You would think people would be wary of allowing a third-party app, which doesn’t explain its intentions and doesn’t explain who’s behind it, from gaining access to their Facebook or Twitter account. (Credit: Graham Cluley – Connect.me sign-up rush exposes risky behaviour of social networkers )

But that’s exactly what hoards of people seem to be doing right now with Connect.me.
They got me!
Connect.me spam invites

Connect.me suggested I vouch for people, and I did. It never told me they'd LinkedIn message them, though.

Wont you vouch for your friends? Well, why wouldn’t you? As you can see from the screenshot to the left, right out of my LinkedIn “sent messages” tab, though Connect.me did not tell me that they would inform those I recommended via a LinkedIn message – that’s just what they did.

Just as I recently cried foul in regards to Facebook group invites (group inflictions, I called them, since you don’t actually invite to groups in Facebook – but force people into them), and contrasted with LinkedIn group invites, sites need to get called out for using our application authorization – to spam our friends.

If you follow the link and reserve your connect.me name, you are led to link the connect.me site with your Twitter, Facebook or LinkedIn account. You are reading the blog of the sucker who went fell for the LinkedIn connection route. In my own defense, similar to Branchout, and CommonRed, I expected this “professional networking site” to draw profile data from LinkedIn to flesh out my profile.

* [Your tasks]
A – Name every website, app, or online service that the Connect.me text mentions.
B – Duplicate the part of the Connect.me text that opens with the words containing "They got me!" and closes with "what they did.".
The rows after this text are not needed.

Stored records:
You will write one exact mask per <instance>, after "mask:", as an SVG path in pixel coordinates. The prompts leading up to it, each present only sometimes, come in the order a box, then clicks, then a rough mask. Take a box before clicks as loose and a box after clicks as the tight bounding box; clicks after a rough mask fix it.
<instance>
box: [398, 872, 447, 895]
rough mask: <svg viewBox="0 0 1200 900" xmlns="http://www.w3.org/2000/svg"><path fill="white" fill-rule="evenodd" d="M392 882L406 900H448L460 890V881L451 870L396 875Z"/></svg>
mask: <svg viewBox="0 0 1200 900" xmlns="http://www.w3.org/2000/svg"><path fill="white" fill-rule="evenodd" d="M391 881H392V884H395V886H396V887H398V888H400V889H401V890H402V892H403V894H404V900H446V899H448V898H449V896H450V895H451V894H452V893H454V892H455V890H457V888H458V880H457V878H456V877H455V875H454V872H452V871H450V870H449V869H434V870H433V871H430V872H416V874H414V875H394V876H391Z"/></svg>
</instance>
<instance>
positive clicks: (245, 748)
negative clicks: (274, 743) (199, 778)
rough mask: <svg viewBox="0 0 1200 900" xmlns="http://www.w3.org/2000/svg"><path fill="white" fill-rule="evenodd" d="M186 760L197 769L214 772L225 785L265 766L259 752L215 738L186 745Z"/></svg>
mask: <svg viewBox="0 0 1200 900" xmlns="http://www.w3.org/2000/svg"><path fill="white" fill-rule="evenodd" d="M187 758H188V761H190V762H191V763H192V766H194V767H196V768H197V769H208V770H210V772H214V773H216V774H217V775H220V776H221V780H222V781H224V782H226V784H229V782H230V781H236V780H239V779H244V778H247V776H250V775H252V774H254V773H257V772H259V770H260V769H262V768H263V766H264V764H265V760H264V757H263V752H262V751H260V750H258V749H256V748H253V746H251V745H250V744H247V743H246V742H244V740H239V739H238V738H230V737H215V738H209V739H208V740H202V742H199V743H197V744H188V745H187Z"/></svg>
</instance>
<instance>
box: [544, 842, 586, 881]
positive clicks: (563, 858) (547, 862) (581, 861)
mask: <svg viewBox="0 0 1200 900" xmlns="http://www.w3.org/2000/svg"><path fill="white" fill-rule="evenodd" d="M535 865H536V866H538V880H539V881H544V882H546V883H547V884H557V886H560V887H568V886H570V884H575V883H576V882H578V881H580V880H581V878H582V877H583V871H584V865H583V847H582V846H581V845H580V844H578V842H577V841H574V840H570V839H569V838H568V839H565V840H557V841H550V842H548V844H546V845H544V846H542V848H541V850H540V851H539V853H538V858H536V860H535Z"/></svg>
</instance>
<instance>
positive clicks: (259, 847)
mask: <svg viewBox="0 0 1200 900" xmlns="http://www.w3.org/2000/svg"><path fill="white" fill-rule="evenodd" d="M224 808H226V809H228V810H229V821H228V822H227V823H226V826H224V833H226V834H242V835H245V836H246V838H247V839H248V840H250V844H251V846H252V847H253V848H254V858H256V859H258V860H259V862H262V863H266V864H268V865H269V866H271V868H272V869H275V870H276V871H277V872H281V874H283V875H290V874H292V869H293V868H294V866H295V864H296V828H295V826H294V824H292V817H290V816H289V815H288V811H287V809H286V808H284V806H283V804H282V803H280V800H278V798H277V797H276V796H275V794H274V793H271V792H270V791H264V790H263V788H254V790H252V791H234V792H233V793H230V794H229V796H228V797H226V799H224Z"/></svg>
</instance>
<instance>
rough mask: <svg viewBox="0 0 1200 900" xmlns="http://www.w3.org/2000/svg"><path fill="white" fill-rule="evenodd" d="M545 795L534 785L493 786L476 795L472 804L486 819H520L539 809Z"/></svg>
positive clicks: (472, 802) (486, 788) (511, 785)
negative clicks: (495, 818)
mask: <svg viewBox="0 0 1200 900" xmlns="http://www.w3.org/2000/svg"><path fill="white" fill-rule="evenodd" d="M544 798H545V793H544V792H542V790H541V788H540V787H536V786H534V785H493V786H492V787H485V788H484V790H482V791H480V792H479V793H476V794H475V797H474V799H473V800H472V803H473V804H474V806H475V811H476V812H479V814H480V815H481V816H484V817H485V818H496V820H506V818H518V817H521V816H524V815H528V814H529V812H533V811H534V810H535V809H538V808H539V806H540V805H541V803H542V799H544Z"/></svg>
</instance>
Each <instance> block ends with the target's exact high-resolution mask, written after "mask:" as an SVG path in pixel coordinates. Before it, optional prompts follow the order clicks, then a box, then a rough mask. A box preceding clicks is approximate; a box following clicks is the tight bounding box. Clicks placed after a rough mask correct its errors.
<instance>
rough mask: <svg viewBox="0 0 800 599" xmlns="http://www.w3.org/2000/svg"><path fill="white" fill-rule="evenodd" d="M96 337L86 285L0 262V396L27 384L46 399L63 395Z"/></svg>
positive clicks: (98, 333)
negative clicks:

* [Answers for the exercise]
A – Connect.me, Facebook, Twitter, LinkedIn, Branchout, CommonRed

B –
They got me!
Connect.me spam invites

Connect.me suggested I vouch for people, and I did. It never told me they'd LinkedIn message them, though.

Wont you vouch for your friends? Well, why wouldn’t you? As you can see from the screenshot to the left, right out of my LinkedIn “sent messages” tab, though Connect.me did not tell me that they would inform those I recommended via a LinkedIn message – that’s just what they did.